▶ YOUR TASK
Please extract every line from the records below and reproduce each one verbatim, keeping the original order.

• • • • •

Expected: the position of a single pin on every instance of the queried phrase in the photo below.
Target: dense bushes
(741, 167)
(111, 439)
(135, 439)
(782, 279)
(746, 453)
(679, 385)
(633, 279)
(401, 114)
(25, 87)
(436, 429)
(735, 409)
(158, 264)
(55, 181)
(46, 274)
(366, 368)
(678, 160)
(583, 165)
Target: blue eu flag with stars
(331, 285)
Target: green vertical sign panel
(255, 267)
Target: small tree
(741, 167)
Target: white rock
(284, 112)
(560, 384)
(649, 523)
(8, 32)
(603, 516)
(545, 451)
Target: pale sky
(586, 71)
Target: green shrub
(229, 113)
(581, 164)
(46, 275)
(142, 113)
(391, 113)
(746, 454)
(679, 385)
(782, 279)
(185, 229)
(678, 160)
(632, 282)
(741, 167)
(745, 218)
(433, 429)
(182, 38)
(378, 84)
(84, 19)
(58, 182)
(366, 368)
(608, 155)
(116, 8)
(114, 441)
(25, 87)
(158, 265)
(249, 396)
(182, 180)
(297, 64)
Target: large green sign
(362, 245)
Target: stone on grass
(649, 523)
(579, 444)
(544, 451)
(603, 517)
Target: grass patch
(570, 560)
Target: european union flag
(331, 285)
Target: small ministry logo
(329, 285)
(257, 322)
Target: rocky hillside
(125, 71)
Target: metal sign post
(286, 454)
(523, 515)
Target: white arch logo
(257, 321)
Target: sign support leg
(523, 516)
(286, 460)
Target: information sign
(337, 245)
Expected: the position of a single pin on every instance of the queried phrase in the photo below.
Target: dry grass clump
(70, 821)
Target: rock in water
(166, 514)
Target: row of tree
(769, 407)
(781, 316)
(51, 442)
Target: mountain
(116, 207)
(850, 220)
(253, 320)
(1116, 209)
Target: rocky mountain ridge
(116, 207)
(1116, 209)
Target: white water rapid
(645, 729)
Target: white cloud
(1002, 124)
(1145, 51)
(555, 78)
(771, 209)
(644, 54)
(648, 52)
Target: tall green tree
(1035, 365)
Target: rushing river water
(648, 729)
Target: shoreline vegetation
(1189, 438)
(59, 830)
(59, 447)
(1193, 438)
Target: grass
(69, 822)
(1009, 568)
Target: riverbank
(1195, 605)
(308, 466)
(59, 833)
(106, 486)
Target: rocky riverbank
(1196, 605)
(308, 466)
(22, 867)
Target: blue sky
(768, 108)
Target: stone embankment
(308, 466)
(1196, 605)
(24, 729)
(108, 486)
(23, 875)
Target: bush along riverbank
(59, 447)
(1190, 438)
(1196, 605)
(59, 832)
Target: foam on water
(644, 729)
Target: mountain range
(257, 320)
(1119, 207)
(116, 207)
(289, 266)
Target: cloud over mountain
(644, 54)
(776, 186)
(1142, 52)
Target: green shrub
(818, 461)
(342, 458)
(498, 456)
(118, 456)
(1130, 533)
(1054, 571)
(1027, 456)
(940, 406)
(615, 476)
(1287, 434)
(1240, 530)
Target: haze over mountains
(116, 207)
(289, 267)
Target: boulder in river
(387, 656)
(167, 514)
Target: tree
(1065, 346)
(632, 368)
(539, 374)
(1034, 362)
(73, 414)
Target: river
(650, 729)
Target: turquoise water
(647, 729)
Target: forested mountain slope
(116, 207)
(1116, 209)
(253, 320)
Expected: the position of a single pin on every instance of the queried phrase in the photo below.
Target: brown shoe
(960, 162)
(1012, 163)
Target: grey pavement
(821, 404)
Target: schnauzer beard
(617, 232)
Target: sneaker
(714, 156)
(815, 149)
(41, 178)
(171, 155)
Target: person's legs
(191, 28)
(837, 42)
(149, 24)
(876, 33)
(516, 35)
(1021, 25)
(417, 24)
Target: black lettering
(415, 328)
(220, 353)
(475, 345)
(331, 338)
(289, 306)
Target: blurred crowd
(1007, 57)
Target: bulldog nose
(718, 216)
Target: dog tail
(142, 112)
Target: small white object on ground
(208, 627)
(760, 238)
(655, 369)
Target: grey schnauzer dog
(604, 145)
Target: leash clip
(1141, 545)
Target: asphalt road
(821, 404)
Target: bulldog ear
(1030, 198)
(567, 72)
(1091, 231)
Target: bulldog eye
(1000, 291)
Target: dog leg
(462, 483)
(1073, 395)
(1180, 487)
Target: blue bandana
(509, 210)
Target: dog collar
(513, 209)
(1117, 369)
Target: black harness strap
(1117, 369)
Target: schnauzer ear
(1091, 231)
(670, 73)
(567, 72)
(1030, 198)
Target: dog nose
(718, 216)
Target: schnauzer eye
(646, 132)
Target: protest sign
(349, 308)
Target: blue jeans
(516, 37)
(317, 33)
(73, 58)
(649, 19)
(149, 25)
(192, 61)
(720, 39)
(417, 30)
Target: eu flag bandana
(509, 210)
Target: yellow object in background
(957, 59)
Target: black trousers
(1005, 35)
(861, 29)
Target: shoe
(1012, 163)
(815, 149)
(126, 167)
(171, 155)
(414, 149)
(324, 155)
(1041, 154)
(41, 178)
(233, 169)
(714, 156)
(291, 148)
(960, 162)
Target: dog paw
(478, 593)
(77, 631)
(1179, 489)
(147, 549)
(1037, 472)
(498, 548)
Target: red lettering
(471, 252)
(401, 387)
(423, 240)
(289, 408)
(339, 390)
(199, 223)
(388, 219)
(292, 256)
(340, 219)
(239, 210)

• • • • •

▶ THE OUTPUT
Expected: the position of a single pin on every instance of the queried phrase in the photo below.
Target: dense bushes
(741, 167)
(111, 439)
(135, 439)
(782, 279)
(746, 453)
(679, 385)
(633, 279)
(401, 114)
(25, 87)
(436, 429)
(735, 409)
(158, 264)
(55, 181)
(46, 274)
(366, 368)
(678, 160)
(583, 165)
Target: blue eu flag with stars
(331, 285)
Target: green vertical sign panel
(255, 267)
Target: small tree
(741, 167)
Target: white rock
(284, 112)
(560, 384)
(649, 523)
(8, 32)
(603, 516)
(545, 451)
Target: pale sky
(586, 71)
Target: green shrub
(229, 113)
(581, 164)
(46, 275)
(142, 113)
(391, 113)
(746, 454)
(679, 385)
(782, 279)
(185, 229)
(678, 160)
(632, 282)
(741, 167)
(745, 218)
(433, 429)
(182, 38)
(378, 84)
(84, 19)
(58, 182)
(366, 368)
(608, 155)
(116, 8)
(114, 441)
(25, 87)
(158, 265)
(249, 396)
(182, 180)
(297, 64)
Target: large green sign
(362, 245)
Target: stone on grass
(649, 523)
(579, 444)
(544, 451)
(603, 517)
Target: grass patch
(570, 560)
Target: european union flag
(331, 285)
Target: small ministry logo
(329, 285)
(257, 322)
Target: rocky hillside
(125, 71)
Target: metal sign post
(286, 454)
(523, 515)
Target: white arch logo
(257, 321)
Target: sign support leg
(523, 516)
(286, 460)
Target: information sign
(337, 245)
Expected: the position of a single pin on every instance of the queried phrase in the photo below.
Target: dry grass clump
(70, 821)
Target: rock in water
(166, 514)
Target: row of tree
(769, 407)
(781, 316)
(51, 442)
Target: mountain
(116, 207)
(850, 220)
(253, 320)
(1116, 209)
Target: rocky mountain ridge
(116, 207)
(1116, 209)
Target: white water rapid
(645, 729)
Target: white cloud
(1002, 124)
(1145, 51)
(555, 78)
(771, 209)
(644, 54)
(648, 52)
Target: tall green tree
(1035, 365)
Target: rushing river water
(648, 729)
Target: shoreline vegetation
(1189, 438)
(59, 830)
(59, 447)
(1193, 438)
Target: grass
(69, 822)
(1009, 568)
Target: riverbank
(1195, 605)
(308, 466)
(59, 833)
(106, 486)
Target: rocky riverbank
(1196, 605)
(308, 466)
(22, 867)
Target: blue sky
(768, 108)
Target: stone embankment
(308, 466)
(1196, 605)
(24, 729)
(108, 486)
(23, 875)
Target: bush along riverbank
(59, 447)
(1190, 438)
(1196, 605)
(59, 832)
Target: foam on water
(644, 729)
Target: mountain range
(257, 320)
(1119, 207)
(116, 207)
(289, 266)
Target: cloud over mountain
(644, 54)
(776, 186)
(1142, 52)
Target: green shrub
(818, 461)
(342, 458)
(498, 456)
(118, 456)
(1130, 533)
(1054, 571)
(1027, 456)
(940, 406)
(615, 476)
(1287, 434)
(1240, 530)
Target: haze over mountains
(116, 207)
(289, 267)
Target: boulder in river
(387, 656)
(167, 514)
Target: tree
(1065, 346)
(632, 368)
(539, 374)
(1034, 362)
(73, 414)
Target: river
(650, 729)
Target: turquoise water
(647, 729)
Target: forested mountain slope
(116, 207)
(1116, 209)
(253, 320)
Expected: the position of a single pin on every instance of the queried phrase in the photo below.
Target: brown shoe
(960, 162)
(1012, 163)
Target: grey pavement
(821, 404)
Target: schnauzer beard
(617, 232)
Target: sneaker
(714, 156)
(815, 149)
(41, 178)
(171, 155)
Target: person's legs
(191, 28)
(837, 42)
(149, 24)
(876, 33)
(516, 35)
(1021, 25)
(417, 24)
Target: black lettering
(415, 328)
(220, 353)
(475, 345)
(331, 338)
(289, 306)
Target: blurred crowd
(1007, 57)
Target: bulldog nose
(718, 216)
Target: dog tail
(142, 112)
Target: small white object on ground
(208, 627)
(760, 238)
(655, 369)
Target: grey schnauzer dog
(604, 145)
Target: leash clip
(1141, 545)
Target: asphalt road
(821, 404)
Target: bulldog ear
(1030, 198)
(567, 72)
(1091, 231)
Target: bulldog eye
(1000, 291)
Target: dog leg
(462, 483)
(1073, 395)
(1180, 487)
Target: blue bandana
(509, 210)
Target: dog collar
(513, 209)
(1117, 369)
Target: black harness strap
(1117, 369)
Target: schnauzer ear
(1091, 231)
(670, 73)
(567, 72)
(1030, 198)
Target: dog nose
(718, 216)
Target: schnauzer eye
(646, 132)
Target: protest sign
(349, 308)
Target: blue jeans
(516, 37)
(317, 33)
(73, 58)
(649, 19)
(149, 25)
(192, 61)
(720, 39)
(417, 30)
Target: eu flag bandana
(509, 210)
Target: yellow object in background
(957, 59)
Target: black trousers
(1005, 35)
(861, 29)
Target: shoe
(1012, 163)
(815, 149)
(126, 167)
(171, 155)
(414, 149)
(324, 155)
(1041, 154)
(41, 178)
(233, 169)
(714, 156)
(291, 148)
(960, 162)
Target: dog paw
(478, 593)
(77, 631)
(1179, 489)
(147, 549)
(1037, 472)
(498, 548)
Target: red lettering
(471, 252)
(401, 387)
(423, 240)
(289, 408)
(339, 390)
(199, 223)
(388, 219)
(292, 256)
(340, 219)
(239, 210)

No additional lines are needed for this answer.